### Given entries:

==*==

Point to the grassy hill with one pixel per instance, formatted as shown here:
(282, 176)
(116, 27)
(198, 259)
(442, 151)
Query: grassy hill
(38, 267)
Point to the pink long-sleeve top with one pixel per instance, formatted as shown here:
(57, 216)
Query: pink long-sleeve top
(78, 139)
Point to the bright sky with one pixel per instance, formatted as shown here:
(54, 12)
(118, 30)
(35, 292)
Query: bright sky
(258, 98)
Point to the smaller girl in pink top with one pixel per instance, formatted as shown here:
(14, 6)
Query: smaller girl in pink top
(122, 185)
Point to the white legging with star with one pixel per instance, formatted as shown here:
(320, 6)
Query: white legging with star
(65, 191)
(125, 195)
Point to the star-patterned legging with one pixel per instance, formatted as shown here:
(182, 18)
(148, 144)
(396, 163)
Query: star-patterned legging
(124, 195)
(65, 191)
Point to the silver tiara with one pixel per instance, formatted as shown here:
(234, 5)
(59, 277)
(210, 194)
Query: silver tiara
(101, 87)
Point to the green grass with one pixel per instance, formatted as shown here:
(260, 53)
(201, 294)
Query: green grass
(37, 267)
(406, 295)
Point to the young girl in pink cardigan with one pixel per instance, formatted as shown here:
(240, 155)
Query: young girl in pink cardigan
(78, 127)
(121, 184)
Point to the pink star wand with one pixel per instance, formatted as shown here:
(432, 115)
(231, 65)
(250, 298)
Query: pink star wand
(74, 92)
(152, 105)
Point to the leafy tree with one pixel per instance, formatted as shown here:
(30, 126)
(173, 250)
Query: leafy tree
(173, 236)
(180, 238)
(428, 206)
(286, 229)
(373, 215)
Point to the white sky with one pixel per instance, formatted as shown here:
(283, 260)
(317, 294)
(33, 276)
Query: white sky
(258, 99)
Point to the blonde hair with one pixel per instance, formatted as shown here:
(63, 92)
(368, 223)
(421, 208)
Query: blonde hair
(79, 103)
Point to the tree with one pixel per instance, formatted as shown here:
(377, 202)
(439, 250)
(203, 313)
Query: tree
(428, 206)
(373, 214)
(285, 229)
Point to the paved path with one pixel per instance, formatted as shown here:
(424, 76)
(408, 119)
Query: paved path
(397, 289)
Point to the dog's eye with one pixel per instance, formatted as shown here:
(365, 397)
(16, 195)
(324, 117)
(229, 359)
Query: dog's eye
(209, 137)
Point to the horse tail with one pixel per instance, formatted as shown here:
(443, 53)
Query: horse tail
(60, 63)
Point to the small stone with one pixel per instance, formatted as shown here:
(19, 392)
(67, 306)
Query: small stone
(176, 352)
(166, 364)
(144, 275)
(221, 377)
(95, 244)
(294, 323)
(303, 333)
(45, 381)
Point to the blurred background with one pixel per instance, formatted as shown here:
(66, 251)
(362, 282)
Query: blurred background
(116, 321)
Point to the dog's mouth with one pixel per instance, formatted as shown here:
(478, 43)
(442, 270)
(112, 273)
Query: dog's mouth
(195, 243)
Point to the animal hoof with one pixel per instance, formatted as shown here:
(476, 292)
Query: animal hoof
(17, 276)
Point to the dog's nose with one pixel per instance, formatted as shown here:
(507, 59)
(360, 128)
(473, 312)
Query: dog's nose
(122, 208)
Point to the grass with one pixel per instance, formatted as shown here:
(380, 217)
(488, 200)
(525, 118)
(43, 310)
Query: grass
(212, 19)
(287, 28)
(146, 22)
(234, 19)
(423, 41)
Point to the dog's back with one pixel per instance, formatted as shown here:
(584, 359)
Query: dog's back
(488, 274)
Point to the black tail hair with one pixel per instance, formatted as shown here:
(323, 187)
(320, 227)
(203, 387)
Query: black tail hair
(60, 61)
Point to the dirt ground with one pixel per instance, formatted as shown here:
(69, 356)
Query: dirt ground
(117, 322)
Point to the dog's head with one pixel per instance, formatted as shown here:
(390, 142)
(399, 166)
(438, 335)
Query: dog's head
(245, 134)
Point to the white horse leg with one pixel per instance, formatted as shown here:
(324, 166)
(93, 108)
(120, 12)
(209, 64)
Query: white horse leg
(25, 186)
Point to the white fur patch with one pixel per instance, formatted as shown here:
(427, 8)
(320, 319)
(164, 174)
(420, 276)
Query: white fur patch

==*==

### Exercise:
Give back the whole listing exactly.

### Solution for this problem:
Point to the grassy hill with one pixel per instance, formatted as shown here:
(282, 176)
(116, 27)
(198, 259)
(442, 151)
Query: grassy hill
(38, 267)
Point to the pink long-sleeve top with one pixel per instance, formatted as shown here:
(57, 216)
Query: pink long-sleeve top
(78, 139)
Point to the bright sky with one pixel per instance, formatted as shown here:
(54, 12)
(118, 30)
(35, 292)
Query: bright sky
(258, 98)
Point to the smaller girl in pink top with one pixel per instance, formatted as shown here:
(14, 6)
Query: smaller girl in pink top
(122, 185)
Point to the white legging with star with one pixel per instance, formatted as shown here:
(320, 6)
Query: white legging with star
(65, 191)
(125, 195)
Point to the star-patterned legging with one pixel per instance, formatted as shown here:
(182, 18)
(148, 144)
(396, 163)
Query: star-patterned legging
(124, 195)
(65, 191)
Point to the silver tiara with one pixel per instance, formatted as shown here:
(234, 5)
(59, 277)
(210, 194)
Query: silver tiara
(101, 87)
Point to the green grass with one pixel per instance, formatted as shown here:
(260, 53)
(201, 294)
Query: green grass
(37, 267)
(406, 295)
Point to the young girl in pink cardigan with one pixel per instance, formatted as shown here:
(240, 155)
Query: young girl in pink cardigan
(78, 127)
(121, 184)
Point to the pink star wand with one pixel per instance, formatted as shown here:
(432, 115)
(231, 65)
(250, 298)
Query: pink star wand
(74, 92)
(152, 105)
Point to the leafy tree with one pixel per instance, formatted as shown here:
(30, 126)
(173, 250)
Query: leafy tree
(173, 236)
(180, 238)
(428, 206)
(286, 229)
(373, 215)
Point to the white sky with one pixel per instance, formatted as shown here:
(283, 260)
(317, 294)
(33, 276)
Query: white sky
(258, 99)
Point to the blonde hair with one pixel per instance, formatted as shown here:
(63, 92)
(368, 223)
(421, 208)
Query: blonde hair
(79, 103)
Point to the tree with one pixel per instance, formatted as shown here:
(377, 202)
(439, 250)
(203, 313)
Query: tree
(428, 206)
(373, 214)
(285, 229)
Point to the paved path with one pixel per instance, formatted as shown here:
(424, 76)
(408, 119)
Query: paved path
(397, 289)
Point to the dog's eye with one pixel per instance, formatted as shown here:
(365, 397)
(16, 195)
(324, 117)
(229, 359)
Query: dog's eye
(209, 137)
Point to the horse tail with one pixel per instance, formatted as shown here:
(443, 53)
Query: horse tail
(60, 63)
Point to the small stone with one pixel per instance, formatted as shown here:
(19, 392)
(67, 306)
Query: small stone
(176, 352)
(166, 364)
(144, 275)
(221, 377)
(95, 244)
(294, 323)
(303, 333)
(45, 381)
Point to the blurred background with one pixel per instance, formatted as shown here:
(66, 251)
(362, 282)
Query: blurred background
(116, 321)
Point to the dog's mouth with one pixel per instance, formatted as shown here:
(478, 43)
(442, 270)
(112, 273)
Query: dog's mouth
(195, 243)
Point to the animal hoof with one pixel per instance, formatted as shown here:
(476, 292)
Query: animal hoof
(17, 276)
Point to the dog's nose with one pixel per instance, formatted as shown here:
(507, 59)
(360, 128)
(473, 312)
Query: dog's nose
(122, 208)
Point to the grass with one pixel per instance, formatted as shown here:
(380, 217)
(488, 200)
(525, 118)
(43, 310)
Query: grass
(212, 19)
(287, 28)
(146, 22)
(234, 19)
(423, 41)
Point to the dog's back with one pixel per instance, formatted as shown here:
(584, 359)
Query: dog's back
(488, 274)
Point to the black tail hair with one pixel per instance, formatted as shown here:
(323, 187)
(320, 227)
(203, 387)
Query: black tail hair
(60, 61)
Point to the dirt ground with one pixel per instance, formatted as shown here:
(69, 356)
Query: dirt ground
(117, 322)
Point to the dog's head with one pixel per instance, formatted as shown here:
(390, 142)
(399, 166)
(438, 335)
Query: dog's head
(245, 134)
Point to the white horse leg with one pixel per instance, formatted as shown here:
(324, 166)
(93, 108)
(120, 12)
(209, 64)
Query: white horse leg
(25, 186)
Point to the white fur patch with one pixel per instance, formatted as shown here:
(427, 8)
(320, 319)
(164, 174)
(420, 276)
Query: white fur patch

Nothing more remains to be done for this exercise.